### Questions
**1.** Indiquez, d'après l'extrait source, l'année de la première coopération renforcée.
**2.** Expliquez, en vous appuyant sur l'extrait source, pourquoi Jacques Delors était opposé à l'Europe des coopérations renforcées.

### Extrait source
________
Ce divorce sera dans tous les esprits à Rome, d’autant que les autres membres de la famille sont plutôt mal en point. Les dirigeants des grands pays sont soit des fantômes comme François Hollande, soit des intérimaires comme l’Italien Paolo Gentiloni, soit des mal élus comme l’Espagnol Mariano Rajoy. Même la chancelière Angela Merkel aura la tête ailleurs, engagée dans une campagne pour sa réélection beaucoup plus difficile depuis l’entrée en lice de Martin Schulz. « Aucune décision ne sera prise à Rome. Les choix se feront après les élections en France et en Allemagne », explique un diplomate de haut rang. A Rome, il s’agira de montrer que l’on reste unis face à l’adversité. « L’idée est de prendre acte du départ de la Grande Bretagne et de faire renouveler les vœux de mariage par les autres membres de l’Union », soutient sans rire un responsable européen.
Le débat est mal engagé
Mais le débat sur l’avenir de l’UE à 27 est mal engagé. La Commission européenne a mis sur la table cinq options. Elle ne sont pas ses choix, mais le résultat des positions exprimées par les dirigeants européens. Ce sont eux les décideurs. Le développement d’une Europe à plusieurs vitesses grâce aux coopérations renforcées tient la corde. Rien de nouveau. La première date de 2010. Ironie de l’histoire, elle a été lancée entre neuf pays pour aider au règlement des divorces internationaux. Une autre a été constituée pour les brevets et une troisième pour créer une taxe sur les transactions financières. Elle devait entrer en vigueur en 2014, mais les négociations se sont enlisées, un des 11 participants, l’Estonie, s’est retiré et l’initiative est aujourd’hui menacée.
L’Europe des coopérations renforcées n’est peut être pas la solution. L’un des grands anciens, l’ancien président de la Commission européenne Jacques Delors, était contre. « Ça ne peut pas marcher, parce qu’un pays peut opposer son veto », expliquait-il. Pour lancer une coopération renforcée, les règles sont très strictes : il faut l’accord des 27 pays et ensuite la participation d’au moins 9 d’entre-eux. Or l’option d’une Europe à plusieurs vitesses est déjà contestée par la Pologne.
Un autre plan est possible, mais il est plus périlleux car il impose un nouveau traité. Jacques Delors préconisait en son temps la constitution d’une avant garde de pays désireux et capables d’aller plus loin dans l’intégration. Le concept a été relancé par l’ancienne vice-présidente de la Commission européenne, la conservatrice (PPE) Luxembourgeoise Viviane Reding. « L’Europe devrait se regrouper autour d’un groupe central d’État membres prêts à s’engager dans une véritable Europe politique, sociale et fiscale. Ils seraient accompagnés par d’autres Etats membres disposés à aller de l’avant dans un nombre significatif mais limité de domaines et entourés par un cercles de partenaires », a-t-elle plaidé dans un communiqué publié la veille de la réunion de Rome. L’épouvantail du noyau dur a ainsi été redressé. Ce serait la fin de l’UE, car il entraînerait des exclusions a aussitôt mis en garde l’ancien Premier ministre finlandais Alexander Stubb.
A Rome, l’avenir de l’UE à 27 s’annonce assez sombre. Il faudra plus qu’une bonne dose d’optimisme pour éviter que le départ des Britanniques ne provoque une implosion ou un naufrage de l’Union européenne.
________
### Données sources
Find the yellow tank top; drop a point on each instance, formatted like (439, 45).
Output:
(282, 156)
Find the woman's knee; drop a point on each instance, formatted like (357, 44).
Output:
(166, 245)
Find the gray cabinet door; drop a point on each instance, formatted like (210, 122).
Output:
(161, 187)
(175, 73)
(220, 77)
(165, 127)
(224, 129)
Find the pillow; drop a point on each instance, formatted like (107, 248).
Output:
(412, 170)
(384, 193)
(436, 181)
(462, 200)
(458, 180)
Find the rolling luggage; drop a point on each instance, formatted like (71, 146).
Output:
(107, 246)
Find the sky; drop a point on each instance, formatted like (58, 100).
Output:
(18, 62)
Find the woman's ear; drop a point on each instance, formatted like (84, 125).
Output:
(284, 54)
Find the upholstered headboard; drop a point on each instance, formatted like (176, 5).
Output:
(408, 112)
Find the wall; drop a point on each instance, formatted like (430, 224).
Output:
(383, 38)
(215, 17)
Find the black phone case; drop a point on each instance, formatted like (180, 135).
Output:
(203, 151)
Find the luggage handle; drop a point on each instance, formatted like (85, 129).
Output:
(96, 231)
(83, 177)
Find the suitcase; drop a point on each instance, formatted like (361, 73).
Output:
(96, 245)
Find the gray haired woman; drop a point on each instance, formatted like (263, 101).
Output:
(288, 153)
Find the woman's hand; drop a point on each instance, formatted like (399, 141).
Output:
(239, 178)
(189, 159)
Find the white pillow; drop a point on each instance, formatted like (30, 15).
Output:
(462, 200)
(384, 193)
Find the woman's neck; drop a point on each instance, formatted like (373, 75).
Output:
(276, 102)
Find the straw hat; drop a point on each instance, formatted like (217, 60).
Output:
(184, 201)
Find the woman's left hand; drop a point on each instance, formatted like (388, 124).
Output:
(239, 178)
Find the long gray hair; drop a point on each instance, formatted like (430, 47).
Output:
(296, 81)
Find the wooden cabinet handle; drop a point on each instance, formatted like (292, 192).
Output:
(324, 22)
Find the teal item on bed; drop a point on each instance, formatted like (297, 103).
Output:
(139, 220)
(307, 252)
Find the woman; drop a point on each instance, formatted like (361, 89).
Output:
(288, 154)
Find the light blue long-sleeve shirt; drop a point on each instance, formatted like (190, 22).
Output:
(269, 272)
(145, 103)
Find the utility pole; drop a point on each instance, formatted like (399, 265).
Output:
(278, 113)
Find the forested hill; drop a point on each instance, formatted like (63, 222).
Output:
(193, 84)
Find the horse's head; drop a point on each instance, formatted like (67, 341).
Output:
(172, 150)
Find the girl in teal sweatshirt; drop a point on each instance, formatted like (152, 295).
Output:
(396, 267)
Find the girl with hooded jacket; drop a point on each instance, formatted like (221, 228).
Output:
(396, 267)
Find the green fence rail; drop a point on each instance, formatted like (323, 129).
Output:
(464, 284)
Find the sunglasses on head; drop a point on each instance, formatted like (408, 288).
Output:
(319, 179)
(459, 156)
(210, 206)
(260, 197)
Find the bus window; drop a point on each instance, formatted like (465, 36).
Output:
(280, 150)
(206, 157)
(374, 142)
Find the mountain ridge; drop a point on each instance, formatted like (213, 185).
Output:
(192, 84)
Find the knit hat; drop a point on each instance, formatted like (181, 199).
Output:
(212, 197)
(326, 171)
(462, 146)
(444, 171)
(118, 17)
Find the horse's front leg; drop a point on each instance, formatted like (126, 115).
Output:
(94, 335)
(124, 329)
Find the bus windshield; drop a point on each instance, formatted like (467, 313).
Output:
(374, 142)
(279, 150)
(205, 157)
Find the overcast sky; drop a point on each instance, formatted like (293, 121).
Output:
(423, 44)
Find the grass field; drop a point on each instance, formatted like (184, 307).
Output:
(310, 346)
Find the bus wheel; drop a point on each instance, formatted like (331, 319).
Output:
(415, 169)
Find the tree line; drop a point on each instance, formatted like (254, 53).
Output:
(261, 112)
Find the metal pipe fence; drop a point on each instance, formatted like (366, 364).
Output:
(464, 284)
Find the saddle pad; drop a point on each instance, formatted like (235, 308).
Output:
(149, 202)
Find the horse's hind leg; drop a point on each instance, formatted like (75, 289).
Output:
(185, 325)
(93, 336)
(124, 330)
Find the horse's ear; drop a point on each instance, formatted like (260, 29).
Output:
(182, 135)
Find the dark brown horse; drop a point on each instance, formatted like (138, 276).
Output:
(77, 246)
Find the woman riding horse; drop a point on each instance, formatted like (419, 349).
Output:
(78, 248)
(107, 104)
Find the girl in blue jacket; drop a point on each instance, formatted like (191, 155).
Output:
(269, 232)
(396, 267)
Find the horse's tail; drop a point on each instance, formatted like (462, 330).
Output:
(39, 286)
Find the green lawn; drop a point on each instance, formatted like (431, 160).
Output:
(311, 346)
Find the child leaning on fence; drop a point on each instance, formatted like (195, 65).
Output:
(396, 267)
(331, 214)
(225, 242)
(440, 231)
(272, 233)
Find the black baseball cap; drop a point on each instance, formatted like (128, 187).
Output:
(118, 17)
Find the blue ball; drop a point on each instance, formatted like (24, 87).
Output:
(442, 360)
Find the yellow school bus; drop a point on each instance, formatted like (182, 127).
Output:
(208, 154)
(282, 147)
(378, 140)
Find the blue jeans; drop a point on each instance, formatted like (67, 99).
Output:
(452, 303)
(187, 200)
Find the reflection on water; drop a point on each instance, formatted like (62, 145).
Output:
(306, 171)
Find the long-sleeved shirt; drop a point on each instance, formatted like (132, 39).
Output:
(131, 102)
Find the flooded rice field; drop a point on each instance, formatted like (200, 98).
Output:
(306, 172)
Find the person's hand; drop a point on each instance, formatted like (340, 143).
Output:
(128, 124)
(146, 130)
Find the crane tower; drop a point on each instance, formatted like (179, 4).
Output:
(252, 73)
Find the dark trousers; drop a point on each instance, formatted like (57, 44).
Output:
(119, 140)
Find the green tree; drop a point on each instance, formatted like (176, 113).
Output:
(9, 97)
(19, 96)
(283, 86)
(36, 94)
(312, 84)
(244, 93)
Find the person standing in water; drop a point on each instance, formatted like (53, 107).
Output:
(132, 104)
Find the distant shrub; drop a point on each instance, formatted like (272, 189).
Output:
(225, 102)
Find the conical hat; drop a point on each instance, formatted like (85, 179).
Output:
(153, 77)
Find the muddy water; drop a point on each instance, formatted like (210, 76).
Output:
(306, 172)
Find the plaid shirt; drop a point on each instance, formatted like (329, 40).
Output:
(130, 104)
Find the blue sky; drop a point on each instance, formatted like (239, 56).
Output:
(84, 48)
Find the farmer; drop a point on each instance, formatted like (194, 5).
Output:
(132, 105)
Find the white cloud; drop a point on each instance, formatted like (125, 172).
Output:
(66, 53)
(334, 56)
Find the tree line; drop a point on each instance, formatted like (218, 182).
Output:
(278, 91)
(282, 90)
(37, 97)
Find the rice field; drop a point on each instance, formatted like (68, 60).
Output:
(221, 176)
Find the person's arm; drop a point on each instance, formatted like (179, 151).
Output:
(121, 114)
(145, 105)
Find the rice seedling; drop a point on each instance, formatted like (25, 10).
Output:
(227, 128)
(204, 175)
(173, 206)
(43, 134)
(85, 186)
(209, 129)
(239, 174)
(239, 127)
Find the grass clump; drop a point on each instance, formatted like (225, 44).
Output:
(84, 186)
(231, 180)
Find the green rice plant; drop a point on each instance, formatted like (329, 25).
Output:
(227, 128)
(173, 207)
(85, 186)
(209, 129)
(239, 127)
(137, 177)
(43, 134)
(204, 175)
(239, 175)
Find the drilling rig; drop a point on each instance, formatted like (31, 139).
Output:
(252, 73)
________
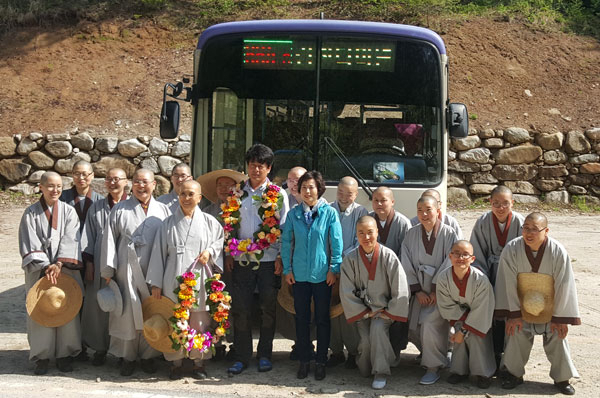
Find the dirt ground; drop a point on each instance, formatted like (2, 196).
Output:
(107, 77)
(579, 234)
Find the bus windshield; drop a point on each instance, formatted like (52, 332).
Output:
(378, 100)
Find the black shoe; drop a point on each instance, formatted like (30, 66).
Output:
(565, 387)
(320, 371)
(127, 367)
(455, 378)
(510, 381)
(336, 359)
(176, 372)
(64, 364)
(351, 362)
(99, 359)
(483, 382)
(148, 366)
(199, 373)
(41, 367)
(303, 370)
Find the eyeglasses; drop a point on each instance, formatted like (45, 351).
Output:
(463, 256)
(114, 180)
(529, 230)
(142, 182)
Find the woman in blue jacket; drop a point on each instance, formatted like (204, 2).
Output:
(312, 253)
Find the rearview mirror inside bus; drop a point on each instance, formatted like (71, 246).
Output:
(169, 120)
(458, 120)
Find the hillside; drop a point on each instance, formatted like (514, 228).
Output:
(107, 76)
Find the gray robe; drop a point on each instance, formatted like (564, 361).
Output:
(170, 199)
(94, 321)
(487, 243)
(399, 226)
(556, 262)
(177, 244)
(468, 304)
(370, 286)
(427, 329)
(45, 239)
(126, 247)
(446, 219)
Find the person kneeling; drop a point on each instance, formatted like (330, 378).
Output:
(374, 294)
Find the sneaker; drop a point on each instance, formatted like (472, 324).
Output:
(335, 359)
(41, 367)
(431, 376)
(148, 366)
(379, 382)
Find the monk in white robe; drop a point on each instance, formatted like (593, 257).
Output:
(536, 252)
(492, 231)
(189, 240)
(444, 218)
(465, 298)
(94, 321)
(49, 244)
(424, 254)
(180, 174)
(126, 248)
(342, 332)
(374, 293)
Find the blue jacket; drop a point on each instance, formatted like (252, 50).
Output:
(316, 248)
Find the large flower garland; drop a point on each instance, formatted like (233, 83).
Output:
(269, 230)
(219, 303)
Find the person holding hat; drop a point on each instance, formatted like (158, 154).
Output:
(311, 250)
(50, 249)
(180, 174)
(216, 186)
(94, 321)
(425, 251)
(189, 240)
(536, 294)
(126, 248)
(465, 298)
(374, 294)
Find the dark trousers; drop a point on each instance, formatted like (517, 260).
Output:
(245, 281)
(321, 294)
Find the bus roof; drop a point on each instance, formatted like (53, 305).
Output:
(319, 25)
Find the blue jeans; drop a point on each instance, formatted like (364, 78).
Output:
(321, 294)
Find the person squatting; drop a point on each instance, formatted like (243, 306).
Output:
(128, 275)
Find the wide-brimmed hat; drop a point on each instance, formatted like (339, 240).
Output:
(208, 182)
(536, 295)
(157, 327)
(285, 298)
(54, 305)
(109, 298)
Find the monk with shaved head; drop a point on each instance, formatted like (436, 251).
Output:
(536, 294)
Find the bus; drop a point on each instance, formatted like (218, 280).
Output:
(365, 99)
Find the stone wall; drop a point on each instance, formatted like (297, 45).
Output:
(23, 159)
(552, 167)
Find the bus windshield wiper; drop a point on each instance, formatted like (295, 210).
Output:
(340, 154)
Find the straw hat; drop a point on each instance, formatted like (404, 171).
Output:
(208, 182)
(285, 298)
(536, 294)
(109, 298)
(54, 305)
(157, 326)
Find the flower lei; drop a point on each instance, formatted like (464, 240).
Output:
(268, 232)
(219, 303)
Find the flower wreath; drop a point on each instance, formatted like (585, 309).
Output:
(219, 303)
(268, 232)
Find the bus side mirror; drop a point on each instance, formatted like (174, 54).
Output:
________
### Réponses par question
**1.** La première coopération renforcée date de 2010.

**2.** Jacques Delors estimait que cela ne pouvait pas marcher, parce qu'un pays peut opposer son veto. Le texte précise que le lancement d'une coopération renforcée exige l'accord des 27 pays, puis la participation d'au moins 9 d'entre eux.